◆ Questions to answer ◆
1 > From the article on the SNP and independence, list every feature of the Scotland that the old independence model promised.
2 > Decide whether each statement below agrees with the article on the SNP and independence. Answer yes or no for each, quoting the words of the article that settle it.
(a) The audience member in the televised debate said she supported independence.
(b) The article places the referendum vote in 2014.
(c) The article accepts that the SNP's shift toward being 'Scotland's party' is merely a tactic.
3 > Extend the article on the SNP and independence, beginning after its final sentence.

◆ Text block ◆
———
SNP Independence is dead – start again or shut up
The SNP’s model of independence is broken beyond repair. The party should either build a new one or stop offering it as an alternative to Tory cuts, say Alex Bell
There is a strange moment in the TV coverage of the 2015 UK general election. Nicola Sturgeon is in a debate and a member of the audience admits to liking the new SNP leader but not supporting independence. She asks if she should join the party. Sturgeon listens and answers in what seems like perfect modern politicalese – you are welcome, she says. The audience in the studio and at home are comforted by the generosity, the non-tribalism of Nicola. It seems like a perfect example of our political leaders mending fences after a divisive campaign.
Consider what actually happened in that exchange. The leader of a party whose first tenet is independence is asking a person who openly admits she doesn’t want independence not just to vote for her, but to join the party. She is saying, implying at least, that the SNP is for people who are for Scotland – and that alone. There is no prescription to sign up for independence – just sign up for the SNP and its success. (Watch from 0930 onwards)
This shift in the party’s purpose from independence to being ‘Scotland’s party’ is often read as a simple tactic. The leadership are disguising their main aim, sovereignty, until a referendum victory looks likely. In fact something else is at work. The SNP is shifting its emphasis because the leadership can find no way of achieving the core aim safely.
Cut Nicola and no doubt she still bleeds independence, but what she means by that is far less clear than before the referendum. The doubt arises because the campaign towards the 2014 vote, and the economic information since, has kicked the old model to death. The idea that you could have a Scotland with high public spending, low taxes, a stable economy and reasonable government debt was wishful a year ago – now it is deluded.
———
◆ Record excerpts ◆
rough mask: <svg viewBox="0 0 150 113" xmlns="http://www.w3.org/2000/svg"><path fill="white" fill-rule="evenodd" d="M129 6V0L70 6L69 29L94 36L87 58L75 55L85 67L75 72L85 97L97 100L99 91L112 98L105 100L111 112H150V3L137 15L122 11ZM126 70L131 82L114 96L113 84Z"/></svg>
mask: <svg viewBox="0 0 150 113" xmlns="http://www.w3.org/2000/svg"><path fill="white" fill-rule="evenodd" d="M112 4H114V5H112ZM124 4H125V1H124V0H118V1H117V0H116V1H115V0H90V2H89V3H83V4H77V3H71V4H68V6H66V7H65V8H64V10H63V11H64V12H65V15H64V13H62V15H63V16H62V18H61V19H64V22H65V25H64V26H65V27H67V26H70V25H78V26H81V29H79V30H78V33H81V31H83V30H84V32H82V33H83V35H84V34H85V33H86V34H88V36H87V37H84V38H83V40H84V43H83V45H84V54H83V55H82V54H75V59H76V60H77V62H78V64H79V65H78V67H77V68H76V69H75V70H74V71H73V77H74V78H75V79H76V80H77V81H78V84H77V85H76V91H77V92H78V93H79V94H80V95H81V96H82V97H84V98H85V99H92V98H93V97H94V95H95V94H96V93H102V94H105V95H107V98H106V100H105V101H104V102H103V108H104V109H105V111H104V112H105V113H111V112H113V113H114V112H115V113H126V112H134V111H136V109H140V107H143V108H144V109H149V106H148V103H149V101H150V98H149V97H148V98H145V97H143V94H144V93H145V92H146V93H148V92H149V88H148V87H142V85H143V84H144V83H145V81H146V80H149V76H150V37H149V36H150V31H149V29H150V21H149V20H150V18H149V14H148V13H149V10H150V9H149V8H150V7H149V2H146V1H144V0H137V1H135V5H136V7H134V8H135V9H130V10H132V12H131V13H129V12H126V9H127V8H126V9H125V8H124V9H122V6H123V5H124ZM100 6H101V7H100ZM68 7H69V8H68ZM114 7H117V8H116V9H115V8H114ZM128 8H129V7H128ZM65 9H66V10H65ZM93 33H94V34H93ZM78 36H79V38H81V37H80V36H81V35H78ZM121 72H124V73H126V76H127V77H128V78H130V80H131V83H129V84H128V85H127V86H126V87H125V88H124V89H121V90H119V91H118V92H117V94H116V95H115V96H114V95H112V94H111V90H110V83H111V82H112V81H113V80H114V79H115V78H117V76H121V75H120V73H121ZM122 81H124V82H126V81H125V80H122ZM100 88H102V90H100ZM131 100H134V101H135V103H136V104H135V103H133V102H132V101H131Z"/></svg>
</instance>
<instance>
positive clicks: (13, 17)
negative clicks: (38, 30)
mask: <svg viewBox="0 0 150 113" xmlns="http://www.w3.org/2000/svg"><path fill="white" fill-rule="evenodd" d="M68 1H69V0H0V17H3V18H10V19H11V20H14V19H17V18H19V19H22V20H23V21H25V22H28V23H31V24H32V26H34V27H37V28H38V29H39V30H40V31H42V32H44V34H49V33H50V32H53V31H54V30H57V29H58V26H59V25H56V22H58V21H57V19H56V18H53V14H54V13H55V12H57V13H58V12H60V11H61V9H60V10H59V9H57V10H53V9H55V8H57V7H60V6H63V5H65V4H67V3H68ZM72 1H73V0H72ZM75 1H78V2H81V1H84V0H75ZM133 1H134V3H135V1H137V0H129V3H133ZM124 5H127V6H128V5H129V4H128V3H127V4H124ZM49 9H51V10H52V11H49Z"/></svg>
———
◆ Per-task outputs ◆
1 >
- high public spending
- low taxes
- a stable economy
- reasonable government debt

2 >
(a) No: "admits to liking the new SNP leader but not supporting independence"
(b) Yes: "the campaign towards the 2014 vote"
(c) No: "In fact something else is at work."

3 >
A lesson of the referendum is that many arguments around independence are simply redundant. We can all agree you can have a nation of any size, governed in any way, seeking to do whatever it wants within the tolerance of the international community. Tranches of what occupied both sides up to September 2014 are simply distractions.
The only thing that matters in Scotland’s argument is this – what will be the likely economic health in the short to medium term, and what will that mean for government spending and borrowing? Dull, but it determines everything else.
2014 was an economic sweetspot for two reasons. It was a good year for oil, and it came after thirty good years. Thus the Scottish economy looked healthy and was able to boast that it had chipped in more to the UK treasury than it had got back over recent times.
That is not the same as being able to say the Scottish economy could afford British levels of spending, which was a significant plank of the Yes promise. That debatable point could be obscured by lots of noise, and the SNP is accomplished at shouting.
But Nicola Sturgeon knows the SNP is good at misdirection. The party’s success has been built on hard work and spin. Behind the scenes she isn’t gullible. It may work in public to rubbish claims by the Institute of Fiscal Studies that there is a gap between what Scots pay into government and what they get out in services, but only fools believe their own propaganda. The fact is a gap exists – Scotland does not earn enough to pay for its current level of spending.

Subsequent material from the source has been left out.